#### Required work:
Where the data below has the string "coords", return the whole line.

BEGIN Data to use

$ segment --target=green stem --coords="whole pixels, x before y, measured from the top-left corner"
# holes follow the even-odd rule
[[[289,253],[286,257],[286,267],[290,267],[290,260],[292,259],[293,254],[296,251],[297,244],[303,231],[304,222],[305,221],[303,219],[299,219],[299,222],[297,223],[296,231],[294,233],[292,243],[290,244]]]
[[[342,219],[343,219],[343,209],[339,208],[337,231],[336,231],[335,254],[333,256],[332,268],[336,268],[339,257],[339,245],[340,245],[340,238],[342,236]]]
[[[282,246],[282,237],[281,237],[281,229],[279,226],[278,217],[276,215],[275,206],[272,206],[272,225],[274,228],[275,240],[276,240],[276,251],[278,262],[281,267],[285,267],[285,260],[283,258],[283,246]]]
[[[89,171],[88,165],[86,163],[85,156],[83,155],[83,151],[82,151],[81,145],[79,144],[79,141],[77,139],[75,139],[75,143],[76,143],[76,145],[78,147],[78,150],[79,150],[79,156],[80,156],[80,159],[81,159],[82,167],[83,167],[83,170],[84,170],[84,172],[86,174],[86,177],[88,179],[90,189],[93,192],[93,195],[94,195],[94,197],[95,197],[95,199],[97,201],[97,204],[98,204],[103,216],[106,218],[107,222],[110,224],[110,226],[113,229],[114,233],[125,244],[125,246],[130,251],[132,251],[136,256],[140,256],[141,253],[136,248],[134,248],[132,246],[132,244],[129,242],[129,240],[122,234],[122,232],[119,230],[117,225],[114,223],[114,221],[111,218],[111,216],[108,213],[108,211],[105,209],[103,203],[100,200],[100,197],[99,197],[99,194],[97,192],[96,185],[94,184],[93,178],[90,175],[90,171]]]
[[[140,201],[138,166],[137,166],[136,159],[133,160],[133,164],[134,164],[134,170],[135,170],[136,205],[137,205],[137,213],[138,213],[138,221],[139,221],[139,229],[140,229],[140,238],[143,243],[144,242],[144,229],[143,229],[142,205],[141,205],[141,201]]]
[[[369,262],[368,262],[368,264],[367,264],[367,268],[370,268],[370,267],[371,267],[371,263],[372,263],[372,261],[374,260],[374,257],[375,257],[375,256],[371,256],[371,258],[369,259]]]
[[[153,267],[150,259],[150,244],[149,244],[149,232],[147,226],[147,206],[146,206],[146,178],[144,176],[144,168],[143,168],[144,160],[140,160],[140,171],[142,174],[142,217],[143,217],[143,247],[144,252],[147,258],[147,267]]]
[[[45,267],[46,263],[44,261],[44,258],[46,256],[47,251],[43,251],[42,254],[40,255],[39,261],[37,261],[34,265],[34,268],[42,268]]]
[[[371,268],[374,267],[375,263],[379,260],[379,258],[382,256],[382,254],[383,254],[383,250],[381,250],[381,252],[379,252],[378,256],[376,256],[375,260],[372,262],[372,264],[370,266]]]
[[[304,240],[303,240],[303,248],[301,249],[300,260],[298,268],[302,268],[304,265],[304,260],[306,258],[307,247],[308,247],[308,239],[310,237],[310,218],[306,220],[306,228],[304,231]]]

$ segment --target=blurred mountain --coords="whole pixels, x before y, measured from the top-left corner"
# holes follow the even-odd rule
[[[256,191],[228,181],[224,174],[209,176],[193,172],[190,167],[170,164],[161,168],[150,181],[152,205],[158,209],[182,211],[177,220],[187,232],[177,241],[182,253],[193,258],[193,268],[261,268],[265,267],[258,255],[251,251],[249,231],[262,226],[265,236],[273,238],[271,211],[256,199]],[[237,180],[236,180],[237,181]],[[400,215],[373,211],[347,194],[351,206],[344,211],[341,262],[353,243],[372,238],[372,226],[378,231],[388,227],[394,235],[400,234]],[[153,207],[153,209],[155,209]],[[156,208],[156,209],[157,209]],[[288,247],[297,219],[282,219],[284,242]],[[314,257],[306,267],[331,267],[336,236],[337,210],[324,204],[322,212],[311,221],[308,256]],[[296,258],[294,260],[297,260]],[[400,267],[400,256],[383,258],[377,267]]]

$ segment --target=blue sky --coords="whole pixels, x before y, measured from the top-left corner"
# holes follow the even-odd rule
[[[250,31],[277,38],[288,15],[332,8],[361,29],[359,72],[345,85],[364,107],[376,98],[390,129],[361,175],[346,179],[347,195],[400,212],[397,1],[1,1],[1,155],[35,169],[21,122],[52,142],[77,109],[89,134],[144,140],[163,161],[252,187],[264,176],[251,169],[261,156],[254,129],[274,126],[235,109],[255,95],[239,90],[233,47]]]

END Data to use
BEGIN Data to use

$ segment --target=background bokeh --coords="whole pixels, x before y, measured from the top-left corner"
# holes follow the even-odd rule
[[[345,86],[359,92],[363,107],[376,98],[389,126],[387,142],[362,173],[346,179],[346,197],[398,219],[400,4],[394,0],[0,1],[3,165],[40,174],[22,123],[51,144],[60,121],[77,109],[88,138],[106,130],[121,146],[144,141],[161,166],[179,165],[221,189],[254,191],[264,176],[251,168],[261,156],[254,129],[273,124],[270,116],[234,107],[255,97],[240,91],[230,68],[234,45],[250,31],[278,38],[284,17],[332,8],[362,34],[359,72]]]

END Data to use

#### Answer to the problem:
$ segment --target=green stem --coords="whole pixels, x before y, measured from the top-left corner"
$ segment --target=blurred mountain --coords="whole pixels, x before y, measured from the top-left corner"
$ segment --target=blue sky --coords="whole pixels, x before y, measured from the top-left corner"
$ segment --target=background bokeh --coords="whole pixels, x before y, measured from the top-left corner"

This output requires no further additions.